Instruction 1>
Answer these questions using the forum thread.
(a) At what mileage is the car that Craig_09 describes?
(b) Which company has Craig_09 chosen to take the car to stage 2+?
(c) What does QS Luke say he will fit first?
Instruction 2>
Write out the part of the forum thread between "Hi guys... I've" and "and fuel filter.", inclusive.

Source text>
+-------+
# TTS Stage 2+ Who's done it? Advice please



## Craig_09 (Jul 20, 2015)

Hi guys... I've decided to get my TTS to stage 2+ and have after researching have decided to use R Tech.
Im booked in for early March so looking to get the car ready.

Cars on 42k haven't long had haldex service (with filter), S-tronic oil, Engine oil / filter and fuel filter.

Current mods:

-Scorpion 2.75" downpipe / sports cat
-Ram Air induction kit

Planned mods / Preventive maintance

-VIS hpfp internals with new oem cam follower 
- RS4 fprv
- live remap and dsg remap

- NGK BKR7EIX Spark Plugs
- Latest audi DV
- Latest audi PCV
- inlet, valve, injector cleaning at R Tech

Anything I have missed?

Cheers


----------



## QS Luke (Jul 13, 2013)

I'm in the same boat, I'll be fitting a Welly cooler first though and a set of coils proactively.
+-------+
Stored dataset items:
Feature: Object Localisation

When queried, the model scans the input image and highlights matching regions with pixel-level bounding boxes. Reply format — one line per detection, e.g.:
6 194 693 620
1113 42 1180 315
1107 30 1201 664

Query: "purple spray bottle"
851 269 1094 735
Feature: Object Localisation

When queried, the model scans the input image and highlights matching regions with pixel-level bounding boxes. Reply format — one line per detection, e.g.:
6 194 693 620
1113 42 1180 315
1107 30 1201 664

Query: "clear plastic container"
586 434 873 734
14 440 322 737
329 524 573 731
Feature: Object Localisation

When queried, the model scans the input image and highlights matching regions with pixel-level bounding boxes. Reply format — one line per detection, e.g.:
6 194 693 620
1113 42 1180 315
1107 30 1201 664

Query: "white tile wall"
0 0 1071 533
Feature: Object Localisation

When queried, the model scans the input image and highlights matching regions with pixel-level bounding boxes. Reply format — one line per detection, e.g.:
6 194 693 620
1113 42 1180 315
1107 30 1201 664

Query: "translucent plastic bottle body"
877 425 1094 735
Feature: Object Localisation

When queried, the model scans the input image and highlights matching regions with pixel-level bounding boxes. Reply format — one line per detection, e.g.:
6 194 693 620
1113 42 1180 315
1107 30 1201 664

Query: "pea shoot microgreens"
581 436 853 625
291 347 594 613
+-------+
Worked solution 1>
(a) 42k
(b) R Tech
(c) A Welly cooler

Worked solution 2>
Hi guys... I've decided to get my TTS to stage 2+ and have after researching have decided to use R Tech.
Im booked in for early March so looking to get the car ready.

Cars on 42k haven't long had haldex service (with filter), S-tronic oil, Engine oil / filter and fuel filter.